__Problem to work on__.
Can you convert the listing below into a numbered list with one line per item, skipping blank lines and leaving out any picture?

__Working data__.
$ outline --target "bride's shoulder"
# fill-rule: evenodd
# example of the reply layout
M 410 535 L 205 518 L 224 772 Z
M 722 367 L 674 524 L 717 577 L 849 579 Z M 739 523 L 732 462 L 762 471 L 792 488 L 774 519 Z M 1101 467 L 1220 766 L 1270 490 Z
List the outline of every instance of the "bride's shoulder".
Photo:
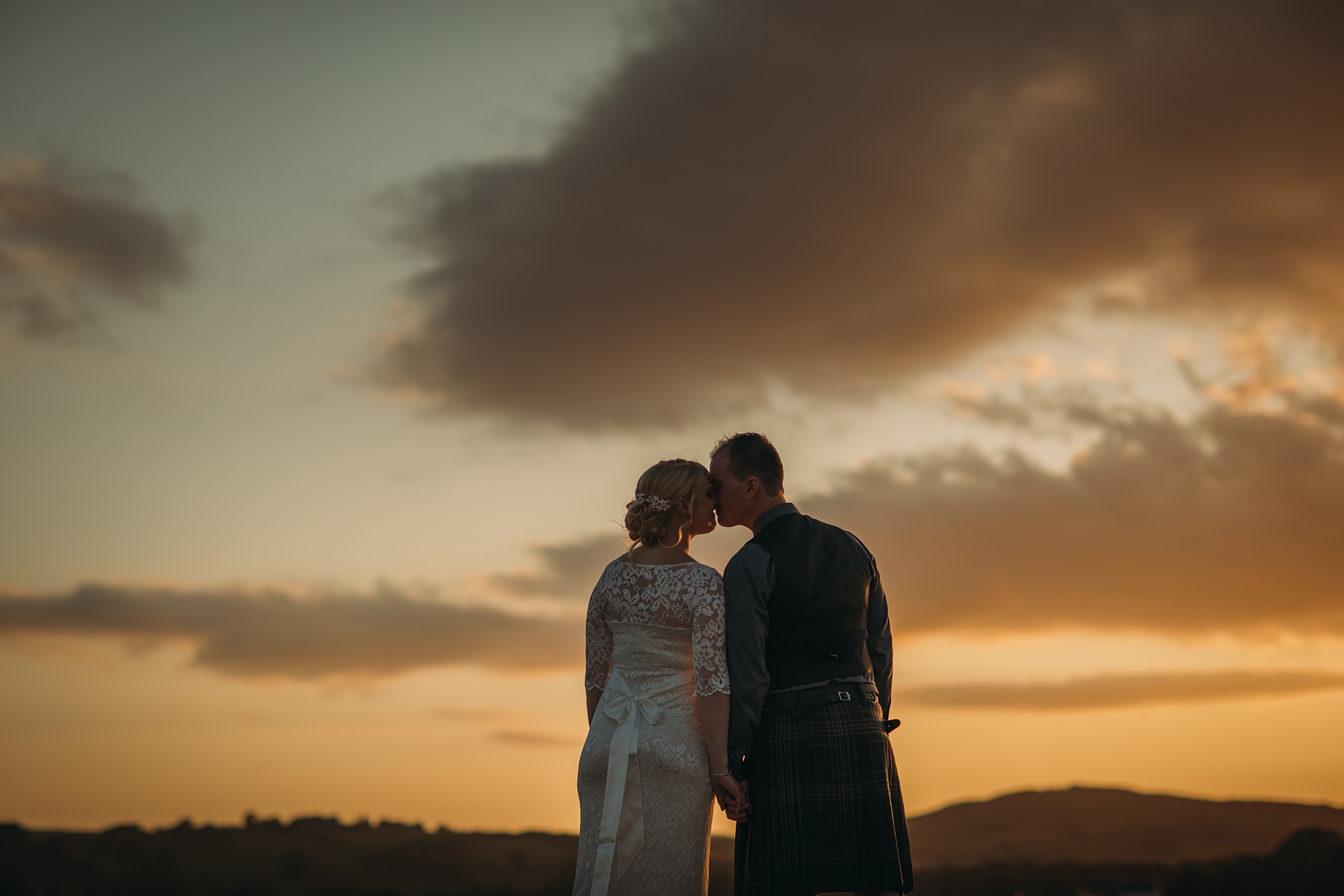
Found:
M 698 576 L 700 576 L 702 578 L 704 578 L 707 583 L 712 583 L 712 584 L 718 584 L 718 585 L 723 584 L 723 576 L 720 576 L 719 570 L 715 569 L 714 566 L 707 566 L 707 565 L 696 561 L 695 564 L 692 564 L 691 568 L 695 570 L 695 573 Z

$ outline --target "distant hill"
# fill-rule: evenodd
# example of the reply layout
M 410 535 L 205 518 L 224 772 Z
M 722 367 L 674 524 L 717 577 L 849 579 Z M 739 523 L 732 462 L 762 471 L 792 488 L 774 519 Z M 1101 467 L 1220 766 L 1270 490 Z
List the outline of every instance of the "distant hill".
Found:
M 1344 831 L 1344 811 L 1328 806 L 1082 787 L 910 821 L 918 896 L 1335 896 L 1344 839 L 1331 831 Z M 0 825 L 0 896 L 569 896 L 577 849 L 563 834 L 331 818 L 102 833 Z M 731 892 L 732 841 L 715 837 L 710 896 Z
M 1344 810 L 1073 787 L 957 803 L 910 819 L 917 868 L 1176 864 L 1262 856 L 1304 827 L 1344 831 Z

__Finished exercise__.
1. $ outline --target "bride's shoulder"
2. # fill-rule: evenodd
3. # example of the reply layout
4. M 410 535 L 205 518 L 224 772 Z
5. M 722 367 L 674 524 L 717 577 L 849 579 Z M 739 523 L 732 462 L 762 471 L 792 488 L 774 519 Z M 1101 467 L 1220 766 L 1270 490 Z
6. List the outline of every instance of the "bride's shoulder".
7. Photo:
8. Found:
9. M 698 576 L 700 576 L 702 578 L 704 578 L 707 583 L 712 583 L 712 584 L 718 584 L 718 585 L 723 584 L 723 576 L 720 576 L 719 570 L 715 569 L 714 566 L 707 566 L 707 565 L 696 561 L 695 564 L 692 564 L 691 568 L 695 570 L 695 573 Z
10. $ outline --target "distant hill"
11. # fill-rule: evenodd
12. # example of the reply layout
13. M 410 535 L 205 518 L 224 772 Z
14. M 722 367 L 674 524 L 717 577 L 849 579 Z M 739 523 L 732 462 L 762 471 L 792 488 L 774 519 Z M 1101 467 L 1220 766 L 1270 490 Z
15. List the outline of every instance of the "distant hill".
16. Found:
17. M 1344 831 L 1344 811 L 1328 806 L 1082 787 L 910 821 L 918 896 L 1335 896 L 1344 839 L 1331 831 Z M 0 825 L 0 896 L 569 896 L 577 849 L 563 834 L 331 818 L 102 833 Z M 731 892 L 732 841 L 715 837 L 710 896 Z
18. M 1344 810 L 1073 787 L 957 803 L 910 819 L 917 868 L 1176 864 L 1262 856 L 1304 827 L 1344 831 Z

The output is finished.